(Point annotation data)
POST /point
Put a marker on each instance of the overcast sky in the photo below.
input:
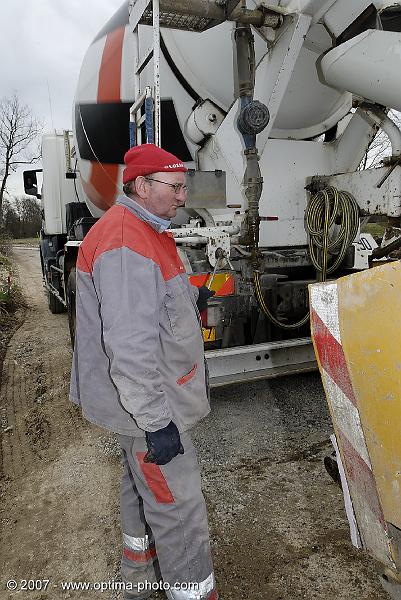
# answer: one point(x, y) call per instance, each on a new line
point(42, 44)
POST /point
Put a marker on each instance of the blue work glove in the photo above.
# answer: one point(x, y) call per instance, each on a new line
point(163, 444)
point(204, 295)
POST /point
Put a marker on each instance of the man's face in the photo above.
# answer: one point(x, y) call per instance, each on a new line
point(161, 199)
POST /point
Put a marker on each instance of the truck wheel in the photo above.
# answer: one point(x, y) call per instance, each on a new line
point(71, 303)
point(55, 306)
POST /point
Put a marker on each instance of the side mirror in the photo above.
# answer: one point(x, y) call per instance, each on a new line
point(31, 183)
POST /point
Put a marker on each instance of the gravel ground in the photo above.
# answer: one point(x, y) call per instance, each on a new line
point(277, 522)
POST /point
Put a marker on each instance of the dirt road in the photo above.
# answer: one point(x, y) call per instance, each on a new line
point(277, 522)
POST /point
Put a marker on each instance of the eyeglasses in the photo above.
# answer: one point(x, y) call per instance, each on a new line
point(177, 187)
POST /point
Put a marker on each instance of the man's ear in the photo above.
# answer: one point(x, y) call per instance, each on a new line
point(140, 187)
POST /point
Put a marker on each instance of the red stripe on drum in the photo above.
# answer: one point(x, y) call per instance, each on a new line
point(155, 480)
point(110, 67)
point(141, 557)
point(331, 356)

▸ Problem details
Rewrite the listing above with every occurrence of "Put a marker on" changed to "Place a point on" and all other text kept the same. Leave the pictures out of your answer.

▸ Complete output
POST /point
Place a point on each instance of the overcast sky in the photo below.
input:
# answer: one point(x, y) call per instance, each on a new line
point(42, 44)
POST /point
Place a point on each instance of the blue work glove in the photo above.
# answer: one point(x, y) call per instance, each on a new line
point(163, 444)
point(204, 295)
POST /point
Place a point on each instance of the man's face in the photo above.
# answer: one point(x, y) call per instance, each on a new line
point(161, 199)
POST /point
Place a point on each instance of the truck wheel in the photo above.
# answer: one point(x, y) call per instance, each on a new line
point(71, 303)
point(55, 306)
POST /point
Place a point on each instance of the side mirror in the photo above.
# answer: one point(x, y) call per instance, each on a new line
point(31, 183)
POST /point
Place a point on each instance of the gravel ground in the photo above.
# answer: one point(x, y) call per instance, each on a new line
point(277, 522)
POST /point
Place a point on each instance of the dirt road in the photo above.
# answer: one point(x, y) call per instance, each on a new line
point(277, 522)
POST /point
Place a point on each instance of the eyeglasses in the photo above.
# answer: one point(x, y) call per instance, each on a new line
point(177, 187)
POST /point
Place a point on each instance of the man's ear in the photo above.
# answer: one point(x, y) call per instance, each on a new line
point(140, 187)
POST /point
Place a point on each instance of the red stripe on drum in the photo above.
# answer: one point(x, y) call per instance, each on a new line
point(155, 480)
point(110, 67)
point(141, 557)
point(331, 356)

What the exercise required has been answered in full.